> What to do
In the records below, locate the line containing "Where can you see the rotunda", then output that line and all later lines exactly, through the last one.

Begin

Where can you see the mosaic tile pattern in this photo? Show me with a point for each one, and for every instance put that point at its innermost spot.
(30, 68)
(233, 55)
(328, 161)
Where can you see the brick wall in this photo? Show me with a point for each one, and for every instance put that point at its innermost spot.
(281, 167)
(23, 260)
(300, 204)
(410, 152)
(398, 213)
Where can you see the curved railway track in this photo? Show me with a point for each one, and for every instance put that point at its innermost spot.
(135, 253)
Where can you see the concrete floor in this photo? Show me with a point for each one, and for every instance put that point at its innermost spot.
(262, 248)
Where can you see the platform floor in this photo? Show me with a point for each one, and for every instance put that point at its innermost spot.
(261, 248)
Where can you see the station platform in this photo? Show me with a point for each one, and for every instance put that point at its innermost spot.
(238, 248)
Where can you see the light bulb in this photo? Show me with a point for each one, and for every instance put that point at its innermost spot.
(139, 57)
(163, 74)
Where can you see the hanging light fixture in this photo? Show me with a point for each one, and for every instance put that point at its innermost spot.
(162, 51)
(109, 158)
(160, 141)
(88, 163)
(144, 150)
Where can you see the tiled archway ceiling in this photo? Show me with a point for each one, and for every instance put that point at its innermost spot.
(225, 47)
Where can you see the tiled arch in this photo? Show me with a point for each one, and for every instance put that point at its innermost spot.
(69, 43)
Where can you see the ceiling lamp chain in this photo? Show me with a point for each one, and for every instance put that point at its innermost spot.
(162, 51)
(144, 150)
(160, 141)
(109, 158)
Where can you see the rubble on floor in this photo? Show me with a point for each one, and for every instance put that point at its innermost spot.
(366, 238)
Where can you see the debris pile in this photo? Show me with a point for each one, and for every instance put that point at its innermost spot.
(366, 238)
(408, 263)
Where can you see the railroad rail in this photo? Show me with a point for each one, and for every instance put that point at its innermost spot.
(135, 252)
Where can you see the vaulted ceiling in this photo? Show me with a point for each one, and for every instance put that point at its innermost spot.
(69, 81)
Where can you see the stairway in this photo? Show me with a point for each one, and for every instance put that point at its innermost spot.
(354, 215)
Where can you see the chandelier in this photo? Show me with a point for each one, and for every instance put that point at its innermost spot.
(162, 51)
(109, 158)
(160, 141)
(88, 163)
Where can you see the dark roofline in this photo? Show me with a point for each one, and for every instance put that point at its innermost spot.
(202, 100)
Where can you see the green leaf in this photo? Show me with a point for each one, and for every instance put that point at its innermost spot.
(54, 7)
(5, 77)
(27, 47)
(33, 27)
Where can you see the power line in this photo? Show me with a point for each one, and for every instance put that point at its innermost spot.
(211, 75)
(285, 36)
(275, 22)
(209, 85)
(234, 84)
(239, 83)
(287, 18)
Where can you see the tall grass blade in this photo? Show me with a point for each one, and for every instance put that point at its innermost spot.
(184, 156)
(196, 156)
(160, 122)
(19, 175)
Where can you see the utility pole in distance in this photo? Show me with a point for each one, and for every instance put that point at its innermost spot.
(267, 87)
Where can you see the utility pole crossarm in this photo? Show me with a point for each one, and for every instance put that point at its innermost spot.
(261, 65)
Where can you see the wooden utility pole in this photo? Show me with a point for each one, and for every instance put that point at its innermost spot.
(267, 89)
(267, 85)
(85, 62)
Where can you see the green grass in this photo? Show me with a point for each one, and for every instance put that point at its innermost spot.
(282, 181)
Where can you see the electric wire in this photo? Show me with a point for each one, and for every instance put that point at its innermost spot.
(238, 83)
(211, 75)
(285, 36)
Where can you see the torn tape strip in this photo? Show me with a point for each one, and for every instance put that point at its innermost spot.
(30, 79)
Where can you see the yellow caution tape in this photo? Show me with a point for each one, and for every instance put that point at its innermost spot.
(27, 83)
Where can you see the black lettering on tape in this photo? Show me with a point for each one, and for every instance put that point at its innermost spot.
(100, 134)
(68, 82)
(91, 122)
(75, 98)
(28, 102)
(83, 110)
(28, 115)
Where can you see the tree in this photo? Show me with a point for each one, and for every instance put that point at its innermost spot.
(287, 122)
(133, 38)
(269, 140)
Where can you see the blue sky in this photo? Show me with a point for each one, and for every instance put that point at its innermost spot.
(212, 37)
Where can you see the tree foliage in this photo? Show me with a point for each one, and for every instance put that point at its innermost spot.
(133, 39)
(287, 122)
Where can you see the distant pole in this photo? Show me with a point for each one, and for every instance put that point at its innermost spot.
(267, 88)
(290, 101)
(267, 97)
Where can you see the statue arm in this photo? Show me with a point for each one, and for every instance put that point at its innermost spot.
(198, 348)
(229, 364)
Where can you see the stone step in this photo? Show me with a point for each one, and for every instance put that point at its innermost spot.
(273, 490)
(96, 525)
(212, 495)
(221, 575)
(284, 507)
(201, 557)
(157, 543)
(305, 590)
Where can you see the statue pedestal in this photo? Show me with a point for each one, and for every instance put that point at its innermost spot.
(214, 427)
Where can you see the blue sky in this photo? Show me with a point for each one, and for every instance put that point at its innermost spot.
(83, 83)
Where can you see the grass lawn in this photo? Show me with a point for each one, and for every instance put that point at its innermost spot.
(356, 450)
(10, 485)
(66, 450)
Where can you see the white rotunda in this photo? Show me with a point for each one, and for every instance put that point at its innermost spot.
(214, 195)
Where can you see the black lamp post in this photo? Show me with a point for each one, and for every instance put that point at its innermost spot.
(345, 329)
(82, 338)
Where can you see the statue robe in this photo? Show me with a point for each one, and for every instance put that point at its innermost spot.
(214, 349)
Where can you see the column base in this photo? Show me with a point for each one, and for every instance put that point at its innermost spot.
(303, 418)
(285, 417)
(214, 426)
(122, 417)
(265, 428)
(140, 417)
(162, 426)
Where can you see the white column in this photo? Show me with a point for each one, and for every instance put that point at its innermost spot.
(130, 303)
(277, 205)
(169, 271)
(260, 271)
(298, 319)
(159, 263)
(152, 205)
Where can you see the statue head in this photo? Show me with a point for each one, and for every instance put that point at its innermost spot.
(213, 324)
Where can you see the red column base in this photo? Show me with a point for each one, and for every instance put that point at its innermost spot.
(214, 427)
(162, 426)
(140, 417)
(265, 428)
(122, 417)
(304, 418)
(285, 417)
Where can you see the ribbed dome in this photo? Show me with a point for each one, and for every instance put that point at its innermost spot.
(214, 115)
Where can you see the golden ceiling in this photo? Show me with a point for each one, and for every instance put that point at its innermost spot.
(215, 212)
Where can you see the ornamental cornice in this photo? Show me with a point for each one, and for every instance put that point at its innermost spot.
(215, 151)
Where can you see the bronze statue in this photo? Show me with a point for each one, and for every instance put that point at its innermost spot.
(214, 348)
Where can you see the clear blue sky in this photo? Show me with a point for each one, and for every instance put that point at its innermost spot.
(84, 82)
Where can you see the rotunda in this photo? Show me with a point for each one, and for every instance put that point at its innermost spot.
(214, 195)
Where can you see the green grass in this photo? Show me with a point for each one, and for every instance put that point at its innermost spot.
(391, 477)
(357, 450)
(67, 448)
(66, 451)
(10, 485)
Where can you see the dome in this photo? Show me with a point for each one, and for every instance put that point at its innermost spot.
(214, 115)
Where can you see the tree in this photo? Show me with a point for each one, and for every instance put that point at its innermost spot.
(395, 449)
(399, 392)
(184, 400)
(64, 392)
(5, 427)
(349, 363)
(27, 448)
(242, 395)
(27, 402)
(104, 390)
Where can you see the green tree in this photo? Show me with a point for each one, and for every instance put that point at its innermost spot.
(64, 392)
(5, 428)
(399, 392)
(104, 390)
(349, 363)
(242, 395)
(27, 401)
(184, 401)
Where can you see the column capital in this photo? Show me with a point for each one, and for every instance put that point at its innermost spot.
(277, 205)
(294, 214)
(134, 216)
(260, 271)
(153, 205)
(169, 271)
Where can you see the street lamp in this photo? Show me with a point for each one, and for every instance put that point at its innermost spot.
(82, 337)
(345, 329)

End

> Full output
Where can you see the rotunda in this photo? Show me with a point for each one, and for every instance put that point at its innermost spot.
(214, 195)
Where can you see the green grass in this photo? Show me with a point for each one, and for every instance put that point at its innermost spot.
(391, 477)
(357, 450)
(67, 448)
(66, 451)
(10, 485)
Where can you see the dome in this photo? Show me with a point for each one, and for every instance put that point at its innermost spot.
(214, 115)
Where can you see the tree in this photo? Show me with a point for each one, and for every instance put that point at its innermost spot.
(395, 449)
(399, 392)
(184, 400)
(64, 392)
(5, 427)
(349, 363)
(27, 448)
(242, 395)
(27, 402)
(104, 390)
Where can you see the green tree in this photo? Show me with a point for each one, and for every instance put that point at its innermost spot.
(64, 392)
(5, 428)
(399, 392)
(104, 390)
(349, 363)
(242, 395)
(27, 401)
(184, 401)
Where can you see the column capital in this photo? Show me with a point for each one, and for every instance put that point at its innermost spot.
(277, 205)
(294, 214)
(134, 216)
(260, 271)
(153, 205)
(169, 271)
Where can you see the street lamp in this photo? Show me with a point for each one, and for every instance put that point at its innermost spot.
(82, 337)
(345, 329)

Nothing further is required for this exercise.